The Nvidia GeForce RTX 3080 finally follows up on the controversial Nvidia Turing lineup, bringing with it much improved performance but without raising the price. 

You see, when the RTX 2080 and RTX 2080 Ti launched, Nvidia courted a bunch of controversy by introducing these cards at higher price points – up from $699 (£649, about AU$950) to $1,199 (£1,099, AU$1,899) in the case of the GTX 1080 Ti to the RTX 2080 Ti). This led many to think that the same would happen this time around. 

Instead, what we get with the Nvidia GeForce RTX 3080 is a massive 50-80% boost in performance over the RTX 2080 at the same price point, not to mention a 20-30% boost over the RTX 2080 Ti, which retailed for nearly double the price. 

And while we would have liked to see the prices go down to where the Pascal 10-series equivalents would have sat, we can now confirm that this really is the biggest generational leap in PC graphics we’ve seen in years – perhaps ever. 

The Nvidia GeForce RTX 3080 is available on September 17, starting at $699 (£649, about AU$950) for the Founders Edition. However, as with any major graphics card launch, there will be dozens of aftermarket graphics cards from companies like MSI, Asus, Zotac and more.

Just be aware that some of these aftermarket card designs may see steep price increases over this Founders Edition, based on things like exotic cooling solutions and factory-tuned overclocks. But every RTX 3080 should more or less be in the ballpark of performance as the one Nvidia itself launches. 

The Nvidia GeForce RTX 3080 is based on the new Nvidia Ampere graphics architecture, which brings huge improvements to both raw performance and power efficiency. The fact that Nvidia has increased the power budget so much over the RTX 2080 while boosting power efficiency means that the overall performance profile is far above what any Nvidia Turing graphics card was capable of. 

There have been obvious improvements to the RT and Tensor cores – we’re on the second and third generation, respectively – but perhaps the biggest improvement has been to the rasterization engine.

Records shown:
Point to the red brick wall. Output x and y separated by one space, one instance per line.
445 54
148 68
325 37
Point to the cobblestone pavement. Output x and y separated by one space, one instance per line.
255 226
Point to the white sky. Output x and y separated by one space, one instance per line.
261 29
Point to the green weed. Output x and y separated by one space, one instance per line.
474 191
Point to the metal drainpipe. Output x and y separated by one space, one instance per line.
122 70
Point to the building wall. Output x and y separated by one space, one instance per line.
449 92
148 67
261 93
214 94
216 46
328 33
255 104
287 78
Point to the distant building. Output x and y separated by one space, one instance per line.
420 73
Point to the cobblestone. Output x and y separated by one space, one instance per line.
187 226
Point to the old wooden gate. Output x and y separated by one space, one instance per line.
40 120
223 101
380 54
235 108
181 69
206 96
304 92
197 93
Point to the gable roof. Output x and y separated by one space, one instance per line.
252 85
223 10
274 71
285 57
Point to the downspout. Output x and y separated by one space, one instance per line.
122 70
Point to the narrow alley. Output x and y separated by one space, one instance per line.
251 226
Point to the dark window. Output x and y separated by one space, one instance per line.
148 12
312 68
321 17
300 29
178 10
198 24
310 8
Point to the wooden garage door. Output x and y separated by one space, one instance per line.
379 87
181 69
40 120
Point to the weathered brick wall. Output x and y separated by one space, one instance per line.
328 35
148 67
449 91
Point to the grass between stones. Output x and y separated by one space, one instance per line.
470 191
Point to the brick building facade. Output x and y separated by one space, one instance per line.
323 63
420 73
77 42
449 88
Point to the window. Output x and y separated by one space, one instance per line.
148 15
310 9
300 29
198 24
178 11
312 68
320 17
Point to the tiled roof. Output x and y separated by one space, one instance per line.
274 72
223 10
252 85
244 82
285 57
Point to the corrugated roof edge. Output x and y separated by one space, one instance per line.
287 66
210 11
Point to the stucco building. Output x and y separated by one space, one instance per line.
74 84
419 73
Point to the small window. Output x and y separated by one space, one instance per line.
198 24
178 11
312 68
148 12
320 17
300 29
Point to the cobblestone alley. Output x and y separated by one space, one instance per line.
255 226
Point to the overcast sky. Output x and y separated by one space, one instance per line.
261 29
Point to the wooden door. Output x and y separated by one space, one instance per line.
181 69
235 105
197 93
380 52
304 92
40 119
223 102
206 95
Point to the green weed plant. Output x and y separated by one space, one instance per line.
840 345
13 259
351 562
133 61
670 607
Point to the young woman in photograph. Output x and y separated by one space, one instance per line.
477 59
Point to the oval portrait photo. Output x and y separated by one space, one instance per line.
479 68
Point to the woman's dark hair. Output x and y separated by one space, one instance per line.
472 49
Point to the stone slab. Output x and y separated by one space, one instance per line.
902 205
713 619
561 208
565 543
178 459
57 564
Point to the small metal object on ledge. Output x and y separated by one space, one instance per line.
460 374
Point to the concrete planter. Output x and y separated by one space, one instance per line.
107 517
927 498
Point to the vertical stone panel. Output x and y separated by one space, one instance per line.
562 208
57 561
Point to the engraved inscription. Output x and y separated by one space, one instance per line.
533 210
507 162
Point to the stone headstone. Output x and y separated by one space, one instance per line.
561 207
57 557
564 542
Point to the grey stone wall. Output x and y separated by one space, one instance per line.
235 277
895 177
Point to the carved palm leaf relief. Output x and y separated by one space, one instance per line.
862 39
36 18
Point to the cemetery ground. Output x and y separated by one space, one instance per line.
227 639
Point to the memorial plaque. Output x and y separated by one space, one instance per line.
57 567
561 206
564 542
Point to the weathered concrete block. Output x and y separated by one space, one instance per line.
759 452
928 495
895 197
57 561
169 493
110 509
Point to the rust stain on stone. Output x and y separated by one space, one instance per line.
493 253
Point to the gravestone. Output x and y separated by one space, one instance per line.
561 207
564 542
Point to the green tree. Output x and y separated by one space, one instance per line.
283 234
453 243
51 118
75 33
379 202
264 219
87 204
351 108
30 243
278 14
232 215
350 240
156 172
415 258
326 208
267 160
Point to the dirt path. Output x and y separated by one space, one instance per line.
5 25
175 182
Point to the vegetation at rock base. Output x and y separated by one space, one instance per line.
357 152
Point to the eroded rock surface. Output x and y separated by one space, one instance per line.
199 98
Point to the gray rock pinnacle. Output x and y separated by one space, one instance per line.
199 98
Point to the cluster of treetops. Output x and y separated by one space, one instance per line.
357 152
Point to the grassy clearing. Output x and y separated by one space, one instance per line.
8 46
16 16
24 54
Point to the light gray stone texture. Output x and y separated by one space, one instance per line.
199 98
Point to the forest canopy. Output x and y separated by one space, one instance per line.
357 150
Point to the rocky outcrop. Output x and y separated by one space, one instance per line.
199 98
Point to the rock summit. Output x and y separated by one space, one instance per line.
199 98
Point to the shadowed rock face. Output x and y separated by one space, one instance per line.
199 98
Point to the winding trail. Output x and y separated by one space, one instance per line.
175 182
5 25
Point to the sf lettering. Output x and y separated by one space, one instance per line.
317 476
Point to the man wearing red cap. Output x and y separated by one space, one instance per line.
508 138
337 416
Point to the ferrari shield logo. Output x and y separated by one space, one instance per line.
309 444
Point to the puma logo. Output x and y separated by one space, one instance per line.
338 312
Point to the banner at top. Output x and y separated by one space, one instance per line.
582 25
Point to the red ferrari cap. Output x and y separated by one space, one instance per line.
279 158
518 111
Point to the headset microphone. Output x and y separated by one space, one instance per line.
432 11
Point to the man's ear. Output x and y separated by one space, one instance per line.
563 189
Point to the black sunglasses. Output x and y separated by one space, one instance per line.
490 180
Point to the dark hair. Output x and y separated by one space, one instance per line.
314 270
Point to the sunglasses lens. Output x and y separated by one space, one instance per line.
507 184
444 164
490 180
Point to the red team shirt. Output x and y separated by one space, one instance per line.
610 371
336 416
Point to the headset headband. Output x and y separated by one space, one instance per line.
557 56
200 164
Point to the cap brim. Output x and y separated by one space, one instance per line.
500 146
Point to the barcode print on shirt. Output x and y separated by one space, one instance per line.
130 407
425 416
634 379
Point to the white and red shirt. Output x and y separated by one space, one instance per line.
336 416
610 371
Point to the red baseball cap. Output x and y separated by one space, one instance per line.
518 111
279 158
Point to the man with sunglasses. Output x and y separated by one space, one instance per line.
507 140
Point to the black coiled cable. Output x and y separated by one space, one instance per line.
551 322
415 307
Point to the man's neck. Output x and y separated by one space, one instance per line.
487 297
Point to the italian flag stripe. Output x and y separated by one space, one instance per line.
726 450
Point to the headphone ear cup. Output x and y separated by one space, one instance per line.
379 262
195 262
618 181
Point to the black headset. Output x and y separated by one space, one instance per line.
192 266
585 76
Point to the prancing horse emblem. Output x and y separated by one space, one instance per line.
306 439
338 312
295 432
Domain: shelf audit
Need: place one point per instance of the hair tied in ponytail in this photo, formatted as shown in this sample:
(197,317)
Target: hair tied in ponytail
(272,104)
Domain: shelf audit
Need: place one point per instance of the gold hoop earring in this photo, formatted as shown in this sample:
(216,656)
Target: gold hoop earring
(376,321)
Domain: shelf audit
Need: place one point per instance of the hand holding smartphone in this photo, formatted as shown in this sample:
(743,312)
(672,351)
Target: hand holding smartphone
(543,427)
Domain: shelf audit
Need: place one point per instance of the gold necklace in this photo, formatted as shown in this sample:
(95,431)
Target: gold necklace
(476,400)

What you will do: From the review of the GeForce RTX 3080, reproduce the passage that begins at the words "Instead, what we" and stops after the words "Zotac and more.". The records are separate material, unrelated to the review text.

Complete output:
Instead, what we get with the Nvidia GeForce RTX 3080 is a massive 50-80% boost in performance over the RTX 2080 at the same price point, not to mention a 20-30% boost over the RTX 2080 Ti, which retailed for nearly double the price. 

And while we would have liked to see the prices go down to where the Pascal 10-series equivalents would have sat, we can now confirm that this really is the biggest generational leap in PC graphics we’ve seen in years – perhaps ever. 

The Nvidia GeForce RTX 3080 is available on September 17, starting at $699 (£649, about AU$950) for the Founders Edition. However, as with any major graphics card launch, there will be dozens of aftermarket graphics cards from companies like MSI, Asus, Zotac and more.